Este ensinamento, aparentemente tão simples, pode ser reencontrado
nos diferentes modos de que as diversas línguas se valem para
agradecer: cada uma acentuando um aspecto da multifacética realidade
da gratidão. Algumas línguas expressam a gratidão, tomando-a no
primeiro nível: expressando mais nitidamente o reconhecimento do
agraciado. Aliás reconhecimento (como reconnaissance em francês)
é mesmo um sinônimo de gratidão. Neste sentido, é
interessantíssimo verificar a etimologia: na sabedoria da língua
inglesa to thank (agradecer) e to think (pensar) são, em sua
origem, e não por acaso, a mesma palavra. Ao definir a etimologia
de thank o Oxford English Dictionnary é claro: "The primary sense
was therefore thought"[6]. E, do mesmo modo, em alemão, zu
danken (agradecer) é originariamente zu denken (pensar). Tudo
isto, afinal, é muito compreensível, pois, como todo mundo sabe,
só está verdadeiramente agradecido quem pensa no favor que recebeu
como tal. Só é agradecido quem pensa, pondera, considera a
liberalidade do benfeitor. Quando isto não acontece, surge a
justíssima queixa: "Que falta de consideração!"[7]. Daí
que S. Tomás - fazendo notar que o máximo negativo é a negação
do grau ínfimo positivo (a última à direita de quem sobe é a
primeira à esquerda de quem desce...) - afirme que a falta de
reconhecimento, o ignorar é a suprema ingratidão[8]: "o doente
que não se dá conta da doença não quer se curar"[9].

____

# Tarefas solicitadas
a. Segundo o trecho sobre a gratidão, com qual palavra inglesa to thank coincide em sua origem?
b. Devolva do trecho sobre a gratidão a parte que se inicia nas palavras "Este ensinamento, aparentemente" e termina após "reconnaissance em francês)".

____

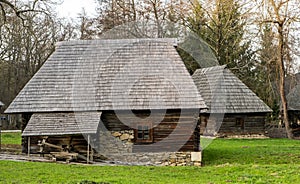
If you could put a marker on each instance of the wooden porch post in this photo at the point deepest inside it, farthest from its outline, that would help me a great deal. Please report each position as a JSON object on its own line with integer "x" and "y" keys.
{"x": 88, "y": 150}
{"x": 28, "y": 149}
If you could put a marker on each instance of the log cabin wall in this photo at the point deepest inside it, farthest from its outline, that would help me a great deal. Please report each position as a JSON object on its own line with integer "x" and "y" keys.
{"x": 25, "y": 119}
{"x": 160, "y": 130}
{"x": 237, "y": 124}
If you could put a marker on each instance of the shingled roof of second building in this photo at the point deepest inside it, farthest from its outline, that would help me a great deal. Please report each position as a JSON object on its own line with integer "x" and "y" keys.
{"x": 223, "y": 92}
{"x": 93, "y": 75}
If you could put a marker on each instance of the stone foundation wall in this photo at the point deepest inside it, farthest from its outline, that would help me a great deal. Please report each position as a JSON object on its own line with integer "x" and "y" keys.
{"x": 159, "y": 159}
{"x": 115, "y": 142}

____

# Respostas às tarefas
a. Com to think (pensar).

b.
Este ensinamento, aparentemente tão simples, pode ser reencontrado
nos diferentes modos de que as diversas línguas se valem para
agradecer: cada uma acentuando um aspecto da multifacética realidade
da gratidão. Algumas línguas expressam a gratidão, tomando-a no
primeiro nível: expressando mais nitidamente o reconhecimento do
agraciado. Aliás reconhecimento (como reconnaissance em francês)